● **Verilen metin**:
- - -
31.01.2015 / Abdülkadir Elçioğlu (Aptülika) - 'Sonsuza Dek ve Daima' - Demis Roussos

Roussos, Demis    


     Demis Roussos’un ölüm haberiyle unuttuğumuz anıların dehlizine girdik ve içimizi bir Ege rüzgarı aldı. Koca cüssesi, ılık sesiyle komşumuzun ardından bu da böyle bir veda yazısı oldu. Çok teşekkürler sana komşu Demis amcamız, bizi tekrar çocukluk günlerimize götürdüğün için...


     Bizim “Kovboy filmi” dediğimiz ama asıl isminin “Spagetti Western” olduğunu çok yıllar sonra öğreneceğimiz filmler ne de çok ilgimizi çekerdi. Dedelerimizin “İstanbul’a gidiyorum, bir istediğiniz varsa söyleyin” dediği Boğaziçinde Arnavutköy’deki iki tane olan yazlık açık hava sinemasında o filmleri ne çok izlerdik. Annelerimizin yaptığı böreklerin yanında termosa konulmuş çaylar yazlık sinemaya taşınır, konu komşu gidilirdi. İlkokul öğrencisi olan bizler de sinemanın yıldızlarla örülü çatısı altında ailemizden sıyrılıp, en öndeki tahta sıralara yerleşir ve filmi beklerdik.
- - -
● **Sağlanan veri**:

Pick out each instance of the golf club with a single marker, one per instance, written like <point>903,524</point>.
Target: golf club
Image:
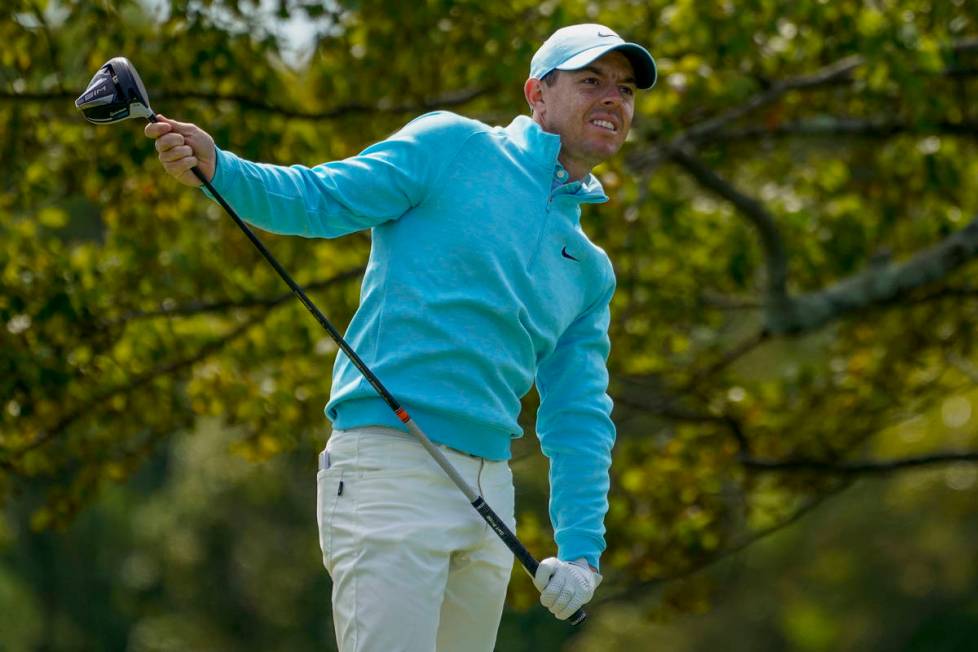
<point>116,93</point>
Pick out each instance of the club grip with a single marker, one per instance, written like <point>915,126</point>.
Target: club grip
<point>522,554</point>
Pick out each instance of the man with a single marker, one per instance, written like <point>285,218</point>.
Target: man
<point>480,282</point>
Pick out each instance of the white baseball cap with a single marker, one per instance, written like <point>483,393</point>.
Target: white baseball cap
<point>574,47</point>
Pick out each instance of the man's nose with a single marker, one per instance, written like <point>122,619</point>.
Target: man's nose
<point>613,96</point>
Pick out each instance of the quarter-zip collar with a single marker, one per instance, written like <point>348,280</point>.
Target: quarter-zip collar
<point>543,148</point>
- - -
● **Görev 1**:
Demis Roussos yazısına göre şu soruları yanıtlayın:
(a) Roussos'un ölüm haberiyle içimizi hangi rüzgar aldı?
(b) "Kovboy filmi" denen filmlerin asıl adı neydi?
(c) Yazlık açık hava sineması neredeydi?
● **Görev 2**:
Demis Roussos yazısını kaldığı yerden sürdürün.
Verilerin bu çalışmada hiçbir rolü yoktur.

● **Alıştırma sonucu 1**:
(a) Bir Ege rüzgarı.
(b) Spagetti Western.
(c) Boğaziçinde, Arnavutköy'deydi.

● **Alıştırma sonucu 2**:
     Egeli Komşu Gringo


     İşte oralarda ABD sanıp İtalyan yapımı olan “Spaghetti Western” filmlerini izlemeye koyulur, ertesi günü mahallede su tabancalarımızla oynayacağımız “Dekmancılık” oyunumuz için yeni replikler çıkarmanın kıvancını yaşardık. O filmlerdeki Meksikalılardan biri evlerimize plak olarak girmeye başlayacaktı. Kafasında gringo şapkası ama ona eşlik eden daha Meksikalı kara sakallı ve boynunda kolyeleriyle bir adam çıkıverecekti, çocukluk hülyalarımızda. Dergilerde fotoğrafları boy boy çıkıyor evlerde plakları duruyordu. 45’lik plaklardan daha büyük olan (sonradan onun LP ya da 33’lük olduğunu öğrenecektik) plaklar da vardı ama onlar biraz daha pahalı olduğu için hali vakti çok iyi olan evlerde olurdu. Onlar da kimi zaman “Warner Muller Orkestrası” veya kemanıyla Darvaş ama çoğunlukla da bizim yazlık sinemalarda gördüğümüz elinde bir but ve pis pis gülen Meksikalı kötü adam karekterine benzettiğimiz adamın LP plağını görürdük. Onun ismi Demis Roussos’tu ve sözkonusu LP ya da Türkçe mealiyle uzun çaların ismi de “Forever and Ever”dı.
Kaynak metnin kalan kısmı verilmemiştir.